§ **Data section**:
┌──

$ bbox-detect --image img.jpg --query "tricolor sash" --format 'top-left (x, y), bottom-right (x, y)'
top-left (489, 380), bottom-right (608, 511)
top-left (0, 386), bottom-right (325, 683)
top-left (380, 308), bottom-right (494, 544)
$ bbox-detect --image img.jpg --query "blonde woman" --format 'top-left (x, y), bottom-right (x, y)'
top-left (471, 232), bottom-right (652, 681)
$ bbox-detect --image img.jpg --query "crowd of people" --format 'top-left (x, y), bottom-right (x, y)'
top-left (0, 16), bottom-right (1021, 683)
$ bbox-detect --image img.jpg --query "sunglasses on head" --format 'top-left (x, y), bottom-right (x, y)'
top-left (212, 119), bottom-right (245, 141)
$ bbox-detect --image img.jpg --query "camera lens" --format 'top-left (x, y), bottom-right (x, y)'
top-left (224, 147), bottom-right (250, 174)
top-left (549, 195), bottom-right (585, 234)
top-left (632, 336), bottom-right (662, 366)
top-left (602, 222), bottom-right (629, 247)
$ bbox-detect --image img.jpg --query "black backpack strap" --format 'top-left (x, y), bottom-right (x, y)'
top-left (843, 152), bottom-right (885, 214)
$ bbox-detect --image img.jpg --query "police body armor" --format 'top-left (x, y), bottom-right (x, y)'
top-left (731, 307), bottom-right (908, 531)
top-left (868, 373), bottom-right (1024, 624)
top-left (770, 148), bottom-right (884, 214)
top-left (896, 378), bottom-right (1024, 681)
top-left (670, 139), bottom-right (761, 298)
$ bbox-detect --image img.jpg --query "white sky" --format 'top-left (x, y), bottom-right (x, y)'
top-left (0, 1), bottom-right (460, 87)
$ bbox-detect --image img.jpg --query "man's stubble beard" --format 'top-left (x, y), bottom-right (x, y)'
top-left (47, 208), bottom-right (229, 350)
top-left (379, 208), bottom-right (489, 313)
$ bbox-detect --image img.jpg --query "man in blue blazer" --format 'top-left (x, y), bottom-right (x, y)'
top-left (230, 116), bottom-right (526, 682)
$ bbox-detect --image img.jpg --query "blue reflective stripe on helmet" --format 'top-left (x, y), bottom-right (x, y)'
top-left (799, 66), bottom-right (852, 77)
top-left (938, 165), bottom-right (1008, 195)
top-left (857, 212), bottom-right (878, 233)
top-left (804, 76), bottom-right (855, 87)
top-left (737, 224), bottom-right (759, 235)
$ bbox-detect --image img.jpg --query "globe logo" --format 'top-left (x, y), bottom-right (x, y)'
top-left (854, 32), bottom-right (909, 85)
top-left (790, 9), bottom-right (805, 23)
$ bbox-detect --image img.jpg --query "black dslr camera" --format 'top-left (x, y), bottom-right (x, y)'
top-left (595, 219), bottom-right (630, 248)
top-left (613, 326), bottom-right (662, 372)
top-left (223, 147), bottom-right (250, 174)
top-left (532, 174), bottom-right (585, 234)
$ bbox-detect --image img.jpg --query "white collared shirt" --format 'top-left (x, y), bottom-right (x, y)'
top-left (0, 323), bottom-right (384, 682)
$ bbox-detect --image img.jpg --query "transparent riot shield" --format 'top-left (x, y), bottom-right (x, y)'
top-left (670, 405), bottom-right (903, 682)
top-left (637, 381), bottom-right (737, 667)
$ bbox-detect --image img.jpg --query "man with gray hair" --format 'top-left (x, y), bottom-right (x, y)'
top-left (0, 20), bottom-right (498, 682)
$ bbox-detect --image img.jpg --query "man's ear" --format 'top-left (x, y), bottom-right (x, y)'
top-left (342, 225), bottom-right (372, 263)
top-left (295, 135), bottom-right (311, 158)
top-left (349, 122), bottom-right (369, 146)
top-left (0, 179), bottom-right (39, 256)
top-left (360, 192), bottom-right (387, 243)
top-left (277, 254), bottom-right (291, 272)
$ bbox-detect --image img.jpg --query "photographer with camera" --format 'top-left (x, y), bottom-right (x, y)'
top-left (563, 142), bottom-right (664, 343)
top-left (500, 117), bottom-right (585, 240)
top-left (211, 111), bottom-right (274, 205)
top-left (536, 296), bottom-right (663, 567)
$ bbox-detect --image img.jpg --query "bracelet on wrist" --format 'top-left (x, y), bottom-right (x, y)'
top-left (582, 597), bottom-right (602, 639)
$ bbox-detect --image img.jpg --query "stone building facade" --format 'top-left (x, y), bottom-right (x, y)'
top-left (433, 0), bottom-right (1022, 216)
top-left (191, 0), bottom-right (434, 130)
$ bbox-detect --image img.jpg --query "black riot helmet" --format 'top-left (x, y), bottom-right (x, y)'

└──

§ **Directions for this task**: Repeat the listing above exactly. Add nothing.

§ **Output below**:
$ bbox-detect --image img.jpg --query "tricolor sash" --format 'top-left (x, y), bottom-right (x, y)'
top-left (489, 380), bottom-right (608, 511)
top-left (0, 386), bottom-right (325, 683)
top-left (380, 308), bottom-right (494, 544)
$ bbox-detect --image img.jpg --query "blonde woman" --format 'top-left (x, y), bottom-right (x, y)'
top-left (471, 232), bottom-right (652, 681)
$ bbox-detect --image img.jpg --query "crowd of people" --format 'top-left (x, y), bottom-right (x, y)'
top-left (0, 16), bottom-right (1021, 683)
$ bbox-detect --image img.jpg --query "sunglasses on head" --format 'top-left (x, y), bottom-right (x, y)'
top-left (212, 119), bottom-right (245, 141)
$ bbox-detect --image img.jpg --query "camera lens" --format 'top-left (x, y), bottom-right (x, y)'
top-left (224, 147), bottom-right (250, 174)
top-left (549, 195), bottom-right (585, 234)
top-left (632, 336), bottom-right (662, 366)
top-left (602, 222), bottom-right (629, 247)
$ bbox-detect --image img.jpg --query "black backpack strap" --format 'top-left (x, y), bottom-right (x, y)'
top-left (843, 152), bottom-right (885, 214)
$ bbox-detect --image img.jpg --query "police body armor" --format 'top-left (x, y), bottom-right (x, y)'
top-left (731, 307), bottom-right (908, 531)
top-left (868, 373), bottom-right (1024, 624)
top-left (770, 148), bottom-right (884, 214)
top-left (896, 378), bottom-right (1024, 681)
top-left (670, 139), bottom-right (761, 298)
$ bbox-detect --image img.jpg --query "white sky" --format 'top-left (x, y), bottom-right (x, y)'
top-left (0, 1), bottom-right (460, 87)
$ bbox-detect --image img.jpg --query "man's stubble beard" --format 'top-left (x, y), bottom-right (x, y)'
top-left (47, 208), bottom-right (229, 350)
top-left (379, 208), bottom-right (489, 313)
$ bbox-detect --image img.jpg --query "man in blue blazer" --format 'top-left (x, y), bottom-right (x, y)'
top-left (230, 116), bottom-right (526, 682)
$ bbox-detect --image img.jpg --query "blue reflective stripe on helmet" --format 'top-left (x, y), bottom-right (x, y)'
top-left (799, 66), bottom-right (852, 77)
top-left (938, 165), bottom-right (1008, 195)
top-left (857, 212), bottom-right (878, 233)
top-left (804, 76), bottom-right (855, 87)
top-left (737, 224), bottom-right (759, 235)
$ bbox-detect --image img.jpg --query "globe logo" --format 'top-left (x, y), bottom-right (x, y)'
top-left (854, 32), bottom-right (909, 85)
top-left (790, 9), bottom-right (805, 23)
$ bbox-detect --image img.jpg --query "black dslr camera" --format 'top-left (x, y), bottom-right (x, y)'
top-left (595, 219), bottom-right (630, 248)
top-left (613, 326), bottom-right (662, 372)
top-left (223, 147), bottom-right (250, 174)
top-left (532, 174), bottom-right (585, 234)
$ bbox-detect --image img.jpg --query "white collared shirt" --format 'top-left (x, y), bottom-right (x, y)'
top-left (0, 323), bottom-right (384, 682)
$ bbox-detect --image img.jpg --query "transparent riot shield" --format 'top-left (x, y), bottom-right (x, y)'
top-left (670, 405), bottom-right (903, 682)
top-left (637, 381), bottom-right (737, 667)
$ bbox-detect --image img.jpg --query "man with gray hair" --format 'top-left (x, y), bottom-right (x, y)'
top-left (0, 20), bottom-right (498, 682)
$ bbox-detect --image img.jpg --query "man's ear" --format 'top-left (x, y), bottom-right (x, y)'
top-left (342, 225), bottom-right (372, 263)
top-left (295, 135), bottom-right (311, 158)
top-left (349, 122), bottom-right (369, 146)
top-left (0, 179), bottom-right (39, 256)
top-left (360, 192), bottom-right (387, 243)
top-left (277, 254), bottom-right (291, 272)
$ bbox-detect --image img.jpg --query "photographer with camera" --format 'top-left (x, y), bottom-right (x, y)'
top-left (563, 142), bottom-right (664, 343)
top-left (500, 117), bottom-right (585, 240)
top-left (211, 111), bottom-right (274, 205)
top-left (536, 296), bottom-right (663, 567)
$ bbox-detect --image img.jpg --query "bracelet on wrist" --format 'top-left (x, y), bottom-right (x, y)'
top-left (582, 597), bottom-right (602, 639)
$ bbox-detect --image img.jpg --query "stone building facade" --format 'top-left (x, y), bottom-right (x, y)'
top-left (433, 0), bottom-right (1022, 216)
top-left (191, 0), bottom-right (434, 130)
$ bbox-detect --image img.jpg --query "black riot helmet" --format 'top-left (x, y), bottom-right (x, y)'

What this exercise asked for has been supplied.